__INPUT__
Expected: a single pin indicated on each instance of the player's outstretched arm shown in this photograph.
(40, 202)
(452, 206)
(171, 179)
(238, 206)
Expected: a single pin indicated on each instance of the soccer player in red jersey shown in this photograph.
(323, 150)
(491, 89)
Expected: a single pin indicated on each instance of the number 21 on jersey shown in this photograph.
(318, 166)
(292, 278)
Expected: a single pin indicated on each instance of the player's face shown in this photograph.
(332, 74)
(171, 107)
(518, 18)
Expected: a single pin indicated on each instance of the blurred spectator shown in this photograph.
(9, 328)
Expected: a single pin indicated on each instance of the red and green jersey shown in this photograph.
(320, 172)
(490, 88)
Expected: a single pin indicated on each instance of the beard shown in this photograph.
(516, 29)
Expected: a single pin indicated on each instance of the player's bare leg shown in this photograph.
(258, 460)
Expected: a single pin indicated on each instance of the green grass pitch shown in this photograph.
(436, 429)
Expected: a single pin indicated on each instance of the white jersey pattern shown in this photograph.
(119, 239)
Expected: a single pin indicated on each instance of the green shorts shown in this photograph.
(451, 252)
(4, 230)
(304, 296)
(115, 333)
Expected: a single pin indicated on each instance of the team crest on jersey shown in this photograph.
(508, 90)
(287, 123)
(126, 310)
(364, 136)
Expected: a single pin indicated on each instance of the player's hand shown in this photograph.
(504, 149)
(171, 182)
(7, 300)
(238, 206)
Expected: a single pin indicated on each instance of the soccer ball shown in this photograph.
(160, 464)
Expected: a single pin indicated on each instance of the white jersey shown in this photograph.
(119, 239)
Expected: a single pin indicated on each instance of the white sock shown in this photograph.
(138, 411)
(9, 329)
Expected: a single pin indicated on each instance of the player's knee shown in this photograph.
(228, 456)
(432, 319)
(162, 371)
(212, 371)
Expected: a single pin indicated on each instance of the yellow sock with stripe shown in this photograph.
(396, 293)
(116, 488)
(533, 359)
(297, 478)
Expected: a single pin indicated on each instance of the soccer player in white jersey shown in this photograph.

__YOUR ASSIGNMENT__
Word for word, restate all of the entries.

__SOLUTION TO THIS PROBLEM__
Expected: a single pin indicated on each instance of the player's outstretched arm shown in this photograph.
(40, 202)
(452, 206)
(171, 179)
(238, 206)
Expected: a single pin indicated on each instance of the soccer player in red jersey shown in this photograph.
(323, 150)
(491, 89)
Expected: a single pin indicated on each instance of the number 21 on jersey shown in this photograph.
(318, 166)
(292, 278)
Expected: a single pin indicated on each instance of the player's face shown in this photograph.
(332, 74)
(171, 107)
(518, 18)
Expected: a single pin indicated on each instance of the blurred spectator shown in this photograph.
(9, 328)
Expected: a single pin indicated on each instance of the red and green jersey shown in this photograph.
(320, 172)
(490, 88)
Expected: a single pin indicated on each instance of the beard shown in this photograph.
(516, 29)
Expected: a single pin indicated on each instance of the player's bare leg shown in this photograph.
(258, 460)
Expected: a single pin indicated on each instance of the green grass pitch shown in this photograph.
(436, 429)
Expected: a single pin indicated on each instance of the white jersey pattern shown in this photograph.
(119, 239)
Expected: a single pin indicated on each instance of the green shorts shown in this photograph.
(451, 252)
(4, 230)
(304, 296)
(115, 333)
Expected: a single pin indicated on each instance of the team crest on jersey shown in this photograph.
(508, 90)
(287, 123)
(126, 310)
(364, 136)
Expected: a single pin indicated on each instance of the player's hand shown in this photograph.
(504, 149)
(171, 182)
(7, 300)
(238, 206)
Expected: a single pin indicated on each instance of the soccer ball shown in this photograph.
(160, 464)
Expected: a single pin indicated on each instance of the white jersey shown in this photograph.
(119, 239)
Expected: a single pin indicated on each instance of the white sock shown in this photograph.
(138, 411)
(9, 329)
Expected: a single pin indicated on each instance of the player's knee shown in this photograph.
(228, 456)
(432, 319)
(162, 371)
(212, 371)
Expected: a single pin indicated on each instance of the yellow sock with stripe shown in this photograph.
(396, 293)
(116, 488)
(533, 359)
(297, 478)
Expected: a single pin indicated on each instance of the soccer player in white jersey shown in this photograph.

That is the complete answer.